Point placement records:
....................

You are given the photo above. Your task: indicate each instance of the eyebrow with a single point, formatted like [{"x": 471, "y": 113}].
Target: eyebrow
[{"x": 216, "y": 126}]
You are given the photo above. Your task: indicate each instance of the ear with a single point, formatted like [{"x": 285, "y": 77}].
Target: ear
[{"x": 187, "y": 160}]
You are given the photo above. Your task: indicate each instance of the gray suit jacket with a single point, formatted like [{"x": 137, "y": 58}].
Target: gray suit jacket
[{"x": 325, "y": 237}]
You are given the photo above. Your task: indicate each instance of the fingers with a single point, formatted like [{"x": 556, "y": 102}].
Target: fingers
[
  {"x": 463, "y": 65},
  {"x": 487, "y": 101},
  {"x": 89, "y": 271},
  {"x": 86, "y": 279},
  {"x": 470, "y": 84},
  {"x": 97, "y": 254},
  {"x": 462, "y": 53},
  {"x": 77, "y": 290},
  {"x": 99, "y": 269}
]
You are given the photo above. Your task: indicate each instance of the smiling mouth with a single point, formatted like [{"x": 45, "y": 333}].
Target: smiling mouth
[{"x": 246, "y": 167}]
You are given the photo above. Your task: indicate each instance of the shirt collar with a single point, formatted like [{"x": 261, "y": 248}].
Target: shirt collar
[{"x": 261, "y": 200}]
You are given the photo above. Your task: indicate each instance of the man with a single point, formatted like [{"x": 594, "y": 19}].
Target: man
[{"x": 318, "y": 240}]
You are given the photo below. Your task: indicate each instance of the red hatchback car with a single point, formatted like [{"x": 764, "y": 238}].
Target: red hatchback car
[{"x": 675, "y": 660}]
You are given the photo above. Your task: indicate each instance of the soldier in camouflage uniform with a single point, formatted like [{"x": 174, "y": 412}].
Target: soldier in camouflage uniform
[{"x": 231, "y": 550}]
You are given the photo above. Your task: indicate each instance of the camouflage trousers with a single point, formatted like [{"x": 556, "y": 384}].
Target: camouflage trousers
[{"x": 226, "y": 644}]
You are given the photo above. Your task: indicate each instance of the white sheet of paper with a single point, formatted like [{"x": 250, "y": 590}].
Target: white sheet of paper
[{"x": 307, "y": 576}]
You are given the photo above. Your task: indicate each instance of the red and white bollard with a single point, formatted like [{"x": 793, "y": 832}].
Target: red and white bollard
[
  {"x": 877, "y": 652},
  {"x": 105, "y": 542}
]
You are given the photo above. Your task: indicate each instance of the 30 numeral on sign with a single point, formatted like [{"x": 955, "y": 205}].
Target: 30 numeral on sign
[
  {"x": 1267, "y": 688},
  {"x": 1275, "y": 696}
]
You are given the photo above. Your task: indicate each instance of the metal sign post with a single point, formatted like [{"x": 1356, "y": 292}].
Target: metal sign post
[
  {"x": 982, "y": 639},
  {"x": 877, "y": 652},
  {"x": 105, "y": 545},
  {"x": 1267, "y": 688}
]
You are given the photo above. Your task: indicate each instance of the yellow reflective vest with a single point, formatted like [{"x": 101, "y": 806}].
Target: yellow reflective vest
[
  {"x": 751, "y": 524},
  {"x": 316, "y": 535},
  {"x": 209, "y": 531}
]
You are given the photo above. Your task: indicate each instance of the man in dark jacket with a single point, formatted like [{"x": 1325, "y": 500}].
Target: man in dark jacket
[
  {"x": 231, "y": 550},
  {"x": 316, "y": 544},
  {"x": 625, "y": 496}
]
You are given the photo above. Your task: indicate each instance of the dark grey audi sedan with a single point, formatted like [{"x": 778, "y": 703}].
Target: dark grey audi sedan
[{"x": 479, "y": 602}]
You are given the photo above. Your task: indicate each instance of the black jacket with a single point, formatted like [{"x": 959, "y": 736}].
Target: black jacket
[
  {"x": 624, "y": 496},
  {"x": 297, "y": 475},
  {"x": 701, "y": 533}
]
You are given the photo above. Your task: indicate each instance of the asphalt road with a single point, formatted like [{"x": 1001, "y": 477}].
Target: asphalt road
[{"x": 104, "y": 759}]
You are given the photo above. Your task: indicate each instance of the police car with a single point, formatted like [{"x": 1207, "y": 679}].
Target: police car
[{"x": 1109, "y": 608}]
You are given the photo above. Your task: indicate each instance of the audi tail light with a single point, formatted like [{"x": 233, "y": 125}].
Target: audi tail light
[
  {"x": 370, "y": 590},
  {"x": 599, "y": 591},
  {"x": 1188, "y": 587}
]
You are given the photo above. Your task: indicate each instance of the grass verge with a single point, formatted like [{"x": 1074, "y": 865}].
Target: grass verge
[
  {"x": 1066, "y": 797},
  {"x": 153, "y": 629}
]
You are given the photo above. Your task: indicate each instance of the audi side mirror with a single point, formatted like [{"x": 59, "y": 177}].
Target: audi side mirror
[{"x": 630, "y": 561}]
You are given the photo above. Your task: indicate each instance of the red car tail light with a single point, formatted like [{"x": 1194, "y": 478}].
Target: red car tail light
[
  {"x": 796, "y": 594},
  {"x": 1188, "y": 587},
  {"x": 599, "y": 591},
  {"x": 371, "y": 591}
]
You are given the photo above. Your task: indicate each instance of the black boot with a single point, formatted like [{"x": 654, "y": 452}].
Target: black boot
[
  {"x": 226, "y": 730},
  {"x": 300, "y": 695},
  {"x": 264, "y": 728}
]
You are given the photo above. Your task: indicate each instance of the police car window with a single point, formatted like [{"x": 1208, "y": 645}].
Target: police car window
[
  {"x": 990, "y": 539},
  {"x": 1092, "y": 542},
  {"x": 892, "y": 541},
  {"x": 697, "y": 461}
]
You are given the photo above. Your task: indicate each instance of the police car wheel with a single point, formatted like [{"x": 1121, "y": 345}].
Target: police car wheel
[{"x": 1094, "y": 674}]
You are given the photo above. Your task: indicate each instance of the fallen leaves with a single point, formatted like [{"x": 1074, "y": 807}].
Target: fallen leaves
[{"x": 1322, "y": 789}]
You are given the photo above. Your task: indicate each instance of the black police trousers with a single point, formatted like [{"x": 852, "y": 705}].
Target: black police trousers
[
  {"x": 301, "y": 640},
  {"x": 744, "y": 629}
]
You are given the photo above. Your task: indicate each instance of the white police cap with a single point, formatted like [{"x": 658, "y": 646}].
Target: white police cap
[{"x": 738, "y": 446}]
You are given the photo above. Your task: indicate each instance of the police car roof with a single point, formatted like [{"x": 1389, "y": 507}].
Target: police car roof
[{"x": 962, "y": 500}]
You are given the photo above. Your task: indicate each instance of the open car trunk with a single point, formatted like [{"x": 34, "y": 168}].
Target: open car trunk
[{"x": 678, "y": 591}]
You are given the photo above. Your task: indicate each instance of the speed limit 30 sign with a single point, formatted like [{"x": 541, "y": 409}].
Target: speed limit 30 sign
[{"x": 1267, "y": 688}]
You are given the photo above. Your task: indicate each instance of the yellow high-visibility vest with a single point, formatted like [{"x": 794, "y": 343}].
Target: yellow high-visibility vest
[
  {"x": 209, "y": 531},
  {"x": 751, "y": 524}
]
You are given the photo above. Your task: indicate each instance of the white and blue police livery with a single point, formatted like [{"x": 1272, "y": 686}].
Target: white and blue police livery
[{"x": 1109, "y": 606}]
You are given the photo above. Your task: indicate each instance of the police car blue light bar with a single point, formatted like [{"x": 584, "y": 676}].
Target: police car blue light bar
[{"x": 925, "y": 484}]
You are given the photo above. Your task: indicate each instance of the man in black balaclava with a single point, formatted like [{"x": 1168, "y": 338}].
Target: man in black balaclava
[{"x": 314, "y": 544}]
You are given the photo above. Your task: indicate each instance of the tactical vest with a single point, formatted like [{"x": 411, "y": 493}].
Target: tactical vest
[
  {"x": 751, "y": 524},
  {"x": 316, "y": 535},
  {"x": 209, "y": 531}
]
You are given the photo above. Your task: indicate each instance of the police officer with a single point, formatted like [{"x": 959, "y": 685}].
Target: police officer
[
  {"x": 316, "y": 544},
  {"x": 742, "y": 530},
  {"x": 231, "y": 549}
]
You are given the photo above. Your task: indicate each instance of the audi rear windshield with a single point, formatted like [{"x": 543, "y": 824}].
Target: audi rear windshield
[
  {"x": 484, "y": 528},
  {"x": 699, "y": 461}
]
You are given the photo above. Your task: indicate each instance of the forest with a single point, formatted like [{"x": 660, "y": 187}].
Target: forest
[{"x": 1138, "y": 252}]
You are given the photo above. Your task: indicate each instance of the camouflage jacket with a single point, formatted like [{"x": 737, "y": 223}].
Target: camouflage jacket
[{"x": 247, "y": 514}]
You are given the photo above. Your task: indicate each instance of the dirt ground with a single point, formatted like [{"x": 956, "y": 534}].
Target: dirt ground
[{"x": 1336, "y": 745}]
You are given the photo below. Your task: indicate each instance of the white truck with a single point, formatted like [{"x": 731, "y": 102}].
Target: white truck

....................

Your task is to write out the lines from the one with "the audi rear" through the end of the records, exactly and with nothing added.

You are given the photo above. Your task: indicate each instance of the audi rear windshield with a single point, formatted like [{"x": 543, "y": 824}].
Target: audi rear windshield
[
  {"x": 484, "y": 528},
  {"x": 699, "y": 461}
]
You are given the photo above. Your task: indicate each instance of the forest with a single point, formatted like [{"x": 660, "y": 187}].
Target: forest
[{"x": 1138, "y": 252}]
You are given the photo above. Your task: indicate each instance of the camouflage jacket with a single point, formatted like [{"x": 737, "y": 223}].
Target: camouflage jacket
[{"x": 247, "y": 514}]
You are given the photo above. Your task: indicate each instance of the dirt ground with a single point, formatted like [{"x": 956, "y": 534}].
Target: dirt ground
[{"x": 1336, "y": 745}]
You are given the photo below. Your task: indicate each instance of the white truck with a single point, formatted like [{"x": 731, "y": 102}].
Target: white truck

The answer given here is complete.